Text excerpt:
Tuesday, February 18, 2014

Mary Tudor

Today is Mary Tudor’s birthday.

I know, everyone’s really excited that Bloody Mary would be 498 years old today.

Last semester for a history report I read Mary Tudor: Courageous Queen or Bloody Mary?, a Wicked Histories book which gave me some more insight on the infamous queen. For one thing, she was the daughter of the first queen, Catharine of Aragon. She was the only of her mother’s children to survive, and when King Henry VIII split with the Catholic church to divorce Catharine she was declared illegitimate.  She spent her childhood being shunted around and falling in and out of her father’s favor while her country fell further away from Catholicism—one of the few things which gave her any pleasure. She married a good Catholic, a Spanish king, but rather than bringing a happy alliance, she gained the contempt of her subjects and a few miscarriages. She lost Calais to the French, her people starved, three hundred or so Protestants were executed at her hand, and though her reign lasted only four years she is one of the most loathed characters in history.

Raw records:
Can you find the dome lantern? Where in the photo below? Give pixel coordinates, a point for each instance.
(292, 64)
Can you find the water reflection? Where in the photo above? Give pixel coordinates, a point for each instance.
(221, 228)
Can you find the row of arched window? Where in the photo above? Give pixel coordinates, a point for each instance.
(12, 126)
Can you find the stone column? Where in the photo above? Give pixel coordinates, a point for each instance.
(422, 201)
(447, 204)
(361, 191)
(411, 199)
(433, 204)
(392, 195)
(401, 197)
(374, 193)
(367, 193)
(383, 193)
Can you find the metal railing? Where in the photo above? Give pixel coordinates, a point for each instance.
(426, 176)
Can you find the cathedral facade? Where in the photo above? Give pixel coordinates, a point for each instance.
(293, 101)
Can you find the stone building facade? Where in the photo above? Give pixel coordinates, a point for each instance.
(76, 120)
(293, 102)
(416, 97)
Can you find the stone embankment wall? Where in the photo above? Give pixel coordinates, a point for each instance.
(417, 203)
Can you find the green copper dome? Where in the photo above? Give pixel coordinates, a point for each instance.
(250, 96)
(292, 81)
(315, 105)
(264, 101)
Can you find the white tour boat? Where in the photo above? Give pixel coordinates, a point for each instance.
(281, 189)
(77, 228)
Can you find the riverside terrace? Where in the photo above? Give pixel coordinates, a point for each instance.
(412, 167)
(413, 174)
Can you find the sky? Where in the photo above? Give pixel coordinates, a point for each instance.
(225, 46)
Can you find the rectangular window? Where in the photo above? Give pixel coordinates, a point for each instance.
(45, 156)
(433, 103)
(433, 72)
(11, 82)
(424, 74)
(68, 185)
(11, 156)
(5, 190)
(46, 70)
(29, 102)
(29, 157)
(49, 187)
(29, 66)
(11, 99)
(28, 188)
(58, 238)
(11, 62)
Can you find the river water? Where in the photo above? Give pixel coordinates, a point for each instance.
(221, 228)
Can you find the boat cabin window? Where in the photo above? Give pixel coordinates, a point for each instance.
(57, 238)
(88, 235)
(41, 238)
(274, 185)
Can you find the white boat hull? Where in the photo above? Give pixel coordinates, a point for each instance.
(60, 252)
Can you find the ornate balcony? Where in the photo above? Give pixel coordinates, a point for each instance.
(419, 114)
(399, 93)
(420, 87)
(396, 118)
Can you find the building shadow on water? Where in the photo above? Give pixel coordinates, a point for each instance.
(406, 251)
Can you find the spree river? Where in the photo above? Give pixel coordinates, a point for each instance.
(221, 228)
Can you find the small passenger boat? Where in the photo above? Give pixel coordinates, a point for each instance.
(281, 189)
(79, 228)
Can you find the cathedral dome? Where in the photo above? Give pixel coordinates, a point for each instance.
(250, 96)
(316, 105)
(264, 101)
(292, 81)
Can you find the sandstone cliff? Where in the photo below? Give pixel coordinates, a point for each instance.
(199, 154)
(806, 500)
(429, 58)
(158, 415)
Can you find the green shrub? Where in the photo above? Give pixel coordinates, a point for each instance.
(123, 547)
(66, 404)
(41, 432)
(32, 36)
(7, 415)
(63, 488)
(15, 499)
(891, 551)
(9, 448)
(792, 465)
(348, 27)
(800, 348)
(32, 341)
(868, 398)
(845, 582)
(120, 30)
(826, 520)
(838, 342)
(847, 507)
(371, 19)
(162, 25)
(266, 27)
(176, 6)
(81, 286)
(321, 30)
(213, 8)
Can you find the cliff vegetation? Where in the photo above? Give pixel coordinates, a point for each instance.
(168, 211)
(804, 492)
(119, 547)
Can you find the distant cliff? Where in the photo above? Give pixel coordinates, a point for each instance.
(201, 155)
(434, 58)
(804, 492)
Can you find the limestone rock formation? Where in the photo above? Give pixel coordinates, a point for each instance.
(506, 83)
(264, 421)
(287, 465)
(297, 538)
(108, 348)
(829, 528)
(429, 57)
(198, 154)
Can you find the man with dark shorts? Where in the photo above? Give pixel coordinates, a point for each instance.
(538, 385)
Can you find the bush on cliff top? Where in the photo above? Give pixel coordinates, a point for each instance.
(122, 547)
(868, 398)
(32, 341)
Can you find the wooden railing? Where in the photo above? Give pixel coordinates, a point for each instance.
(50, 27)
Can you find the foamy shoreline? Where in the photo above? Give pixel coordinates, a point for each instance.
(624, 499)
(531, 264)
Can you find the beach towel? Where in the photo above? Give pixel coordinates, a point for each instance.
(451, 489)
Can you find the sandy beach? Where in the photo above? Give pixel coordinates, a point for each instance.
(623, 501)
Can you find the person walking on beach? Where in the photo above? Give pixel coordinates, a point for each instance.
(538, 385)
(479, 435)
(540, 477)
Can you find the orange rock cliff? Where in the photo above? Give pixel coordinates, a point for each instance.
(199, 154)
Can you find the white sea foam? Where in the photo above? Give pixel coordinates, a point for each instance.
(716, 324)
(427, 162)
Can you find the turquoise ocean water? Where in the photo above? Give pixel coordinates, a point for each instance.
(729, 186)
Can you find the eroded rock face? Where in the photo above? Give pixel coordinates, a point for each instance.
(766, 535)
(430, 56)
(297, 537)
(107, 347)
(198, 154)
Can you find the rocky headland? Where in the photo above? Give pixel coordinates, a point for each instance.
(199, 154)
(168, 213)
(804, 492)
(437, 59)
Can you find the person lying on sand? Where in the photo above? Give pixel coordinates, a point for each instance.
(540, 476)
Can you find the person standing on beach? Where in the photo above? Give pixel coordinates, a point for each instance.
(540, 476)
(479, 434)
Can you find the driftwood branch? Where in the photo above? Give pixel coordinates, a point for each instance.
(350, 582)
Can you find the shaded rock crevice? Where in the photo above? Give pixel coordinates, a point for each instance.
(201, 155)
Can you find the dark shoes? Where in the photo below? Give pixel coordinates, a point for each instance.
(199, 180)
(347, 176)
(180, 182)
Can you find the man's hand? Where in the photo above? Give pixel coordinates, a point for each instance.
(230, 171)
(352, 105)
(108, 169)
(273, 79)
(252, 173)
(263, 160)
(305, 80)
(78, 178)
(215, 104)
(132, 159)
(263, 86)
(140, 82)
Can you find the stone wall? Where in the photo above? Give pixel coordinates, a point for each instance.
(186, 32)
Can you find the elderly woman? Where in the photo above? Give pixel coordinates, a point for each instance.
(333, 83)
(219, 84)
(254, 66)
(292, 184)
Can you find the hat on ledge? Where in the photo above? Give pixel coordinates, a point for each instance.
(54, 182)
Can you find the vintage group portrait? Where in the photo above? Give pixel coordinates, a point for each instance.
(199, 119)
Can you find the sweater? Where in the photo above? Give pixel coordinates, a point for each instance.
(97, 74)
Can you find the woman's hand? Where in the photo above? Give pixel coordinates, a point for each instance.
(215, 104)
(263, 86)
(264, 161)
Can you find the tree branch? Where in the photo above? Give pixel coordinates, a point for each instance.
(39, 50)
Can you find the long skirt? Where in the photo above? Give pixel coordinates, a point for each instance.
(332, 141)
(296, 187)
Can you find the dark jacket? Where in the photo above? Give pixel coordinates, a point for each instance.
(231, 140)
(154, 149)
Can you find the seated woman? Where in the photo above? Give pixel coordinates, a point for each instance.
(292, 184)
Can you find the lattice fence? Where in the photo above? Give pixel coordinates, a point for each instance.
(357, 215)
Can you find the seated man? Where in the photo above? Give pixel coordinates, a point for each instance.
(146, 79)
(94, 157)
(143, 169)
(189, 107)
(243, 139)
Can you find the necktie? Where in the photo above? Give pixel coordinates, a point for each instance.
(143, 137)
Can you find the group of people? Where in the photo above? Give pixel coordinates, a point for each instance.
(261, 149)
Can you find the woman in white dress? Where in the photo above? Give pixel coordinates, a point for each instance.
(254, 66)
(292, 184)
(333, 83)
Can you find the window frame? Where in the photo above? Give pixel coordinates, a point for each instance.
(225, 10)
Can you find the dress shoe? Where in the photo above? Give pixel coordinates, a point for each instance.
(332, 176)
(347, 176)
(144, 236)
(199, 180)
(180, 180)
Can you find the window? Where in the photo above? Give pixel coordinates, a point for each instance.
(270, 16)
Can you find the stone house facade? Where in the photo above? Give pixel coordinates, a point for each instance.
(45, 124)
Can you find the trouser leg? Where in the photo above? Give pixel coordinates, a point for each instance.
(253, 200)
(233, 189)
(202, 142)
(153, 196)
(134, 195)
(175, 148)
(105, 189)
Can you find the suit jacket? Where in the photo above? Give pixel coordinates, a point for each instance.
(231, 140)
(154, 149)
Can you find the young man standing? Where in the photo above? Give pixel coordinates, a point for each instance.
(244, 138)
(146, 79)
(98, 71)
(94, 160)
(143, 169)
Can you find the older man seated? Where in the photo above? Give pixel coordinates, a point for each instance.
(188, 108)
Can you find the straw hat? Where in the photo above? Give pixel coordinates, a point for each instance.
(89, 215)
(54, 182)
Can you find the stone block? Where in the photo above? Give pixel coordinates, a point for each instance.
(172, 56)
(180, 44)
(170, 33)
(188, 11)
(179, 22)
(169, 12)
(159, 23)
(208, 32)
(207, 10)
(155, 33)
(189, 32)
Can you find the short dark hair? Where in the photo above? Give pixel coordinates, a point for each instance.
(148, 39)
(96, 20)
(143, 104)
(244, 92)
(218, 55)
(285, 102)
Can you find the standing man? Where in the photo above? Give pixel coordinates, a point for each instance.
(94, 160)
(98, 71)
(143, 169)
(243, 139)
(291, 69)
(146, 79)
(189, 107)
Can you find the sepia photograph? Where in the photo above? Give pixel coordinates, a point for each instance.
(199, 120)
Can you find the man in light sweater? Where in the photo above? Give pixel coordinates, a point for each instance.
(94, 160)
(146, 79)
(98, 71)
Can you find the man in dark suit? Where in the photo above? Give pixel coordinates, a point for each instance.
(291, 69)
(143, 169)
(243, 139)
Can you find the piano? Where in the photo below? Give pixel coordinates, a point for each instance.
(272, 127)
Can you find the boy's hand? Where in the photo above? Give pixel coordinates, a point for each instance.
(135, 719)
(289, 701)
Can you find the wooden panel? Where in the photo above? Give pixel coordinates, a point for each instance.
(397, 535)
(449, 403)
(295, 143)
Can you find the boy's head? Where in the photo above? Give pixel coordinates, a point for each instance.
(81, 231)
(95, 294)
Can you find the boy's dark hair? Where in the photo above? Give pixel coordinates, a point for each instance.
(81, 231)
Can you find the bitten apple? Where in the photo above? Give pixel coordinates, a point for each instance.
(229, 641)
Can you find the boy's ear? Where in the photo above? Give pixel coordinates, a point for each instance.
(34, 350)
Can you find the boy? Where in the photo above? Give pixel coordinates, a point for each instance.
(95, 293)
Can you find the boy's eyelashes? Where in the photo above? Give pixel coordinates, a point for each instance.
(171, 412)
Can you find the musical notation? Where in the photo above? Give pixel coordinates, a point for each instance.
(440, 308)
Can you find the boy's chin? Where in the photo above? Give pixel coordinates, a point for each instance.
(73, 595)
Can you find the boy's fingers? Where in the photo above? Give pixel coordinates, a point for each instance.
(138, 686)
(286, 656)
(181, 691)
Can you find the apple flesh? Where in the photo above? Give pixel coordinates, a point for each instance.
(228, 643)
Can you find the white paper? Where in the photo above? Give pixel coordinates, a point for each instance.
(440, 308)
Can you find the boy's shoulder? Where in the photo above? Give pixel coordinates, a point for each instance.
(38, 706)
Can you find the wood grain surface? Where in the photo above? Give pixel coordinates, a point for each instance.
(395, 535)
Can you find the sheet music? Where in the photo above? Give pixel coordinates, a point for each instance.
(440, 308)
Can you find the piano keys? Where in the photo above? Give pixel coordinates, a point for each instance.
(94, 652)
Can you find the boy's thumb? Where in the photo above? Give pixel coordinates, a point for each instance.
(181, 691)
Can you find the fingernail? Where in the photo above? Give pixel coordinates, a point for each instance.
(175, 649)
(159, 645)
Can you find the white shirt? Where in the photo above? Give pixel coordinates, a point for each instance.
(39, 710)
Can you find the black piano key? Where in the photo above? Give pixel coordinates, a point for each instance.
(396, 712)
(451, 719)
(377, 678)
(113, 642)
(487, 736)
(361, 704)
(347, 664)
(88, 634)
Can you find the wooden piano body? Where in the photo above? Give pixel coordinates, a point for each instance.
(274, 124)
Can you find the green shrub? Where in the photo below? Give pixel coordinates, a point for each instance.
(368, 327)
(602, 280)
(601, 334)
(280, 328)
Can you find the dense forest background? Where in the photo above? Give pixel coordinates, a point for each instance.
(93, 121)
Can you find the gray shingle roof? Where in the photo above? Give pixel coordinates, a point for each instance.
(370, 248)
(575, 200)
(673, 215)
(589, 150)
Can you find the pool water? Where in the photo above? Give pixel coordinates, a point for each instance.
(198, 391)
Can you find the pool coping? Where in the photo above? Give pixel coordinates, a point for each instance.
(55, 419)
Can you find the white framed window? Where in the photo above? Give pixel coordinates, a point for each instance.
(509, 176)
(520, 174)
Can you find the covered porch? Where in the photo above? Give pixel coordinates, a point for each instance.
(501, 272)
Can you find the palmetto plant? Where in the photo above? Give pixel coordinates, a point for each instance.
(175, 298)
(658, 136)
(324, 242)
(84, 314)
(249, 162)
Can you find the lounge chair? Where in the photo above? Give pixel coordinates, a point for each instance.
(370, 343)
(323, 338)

Tasks to complete:
A. Rewrite the paragraph of the Mary Tudor post that begins "Last semester for a history report" as a short bulleted list that keeps its main facts.
B. According to the Mary Tudor post, how many years did her reign last?
C. Continue the blog post on Mary Tudor, starting after its last sentence.

Set of answers:
A.
- The writer read *Mary Tudor: Courageous Queen or Bloody Mary?*, a Wicked Histories book, for a history report last semester.
- Mary was the daughter of Catharine of Aragon, the first queen, and the only one of her mother's children to survive.
- She was declared illegitimate when Henry VIII split with the Catholic church to divorce Catharine.
- Her childhood was spent being shunted around and falling in and out of her father's favor as England moved away from Catholicism.
- She married a Catholic Spanish king, which brought her subjects' contempt and a few miscarriages rather than a happy alliance.
- She lost Calais to the French, her people starved, and about three hundred Protestants were executed under her.
- Her reign lasted only four years, yet she is one of the most loathed figures in history.

B. Four years.

C.
I feel bad for her.

The tragic thing about Mary is that the entire time during her rule, she was trying so hard to do the right thing.

She believed that she had to bring Catholicism back to England, and restore her people back to the true faith. Unfortunately for her, King Henry VIII had taken all the land from the Catholics and given it to Protestants, and when it came down to it the Protestants didn’t really want to give it back.

Queen Elizabeth I, Mary’s half-sister who took the throne after her, executed way more people than Mary did, but that didn’t matter. People were being terrorized for their faith; they were scared. Mary’s popularity dived.

She wanted to be a good wife, so send Englishmen to die on behalf of her husband, Phillip II, because he asked her to. She didn’t just lose Calais, but she lost her people as well.

Mary’s life wasn’t really easy, nor did she ever have an idyllic “happily ever after.” Even her legacy was cut short, as Elizabeth ruled the country as a Protestant monarch. Sort of a bummer for Mary, although for the most part Elizabeth was a well-liked monarch. (I mean, they kept her around for forty-five years.)

Mary’s tragedy is that her best efforts to do the right thing essentially ruined her. That is probably one of the worst feelings in the world.

So… Happy 498th, Mary.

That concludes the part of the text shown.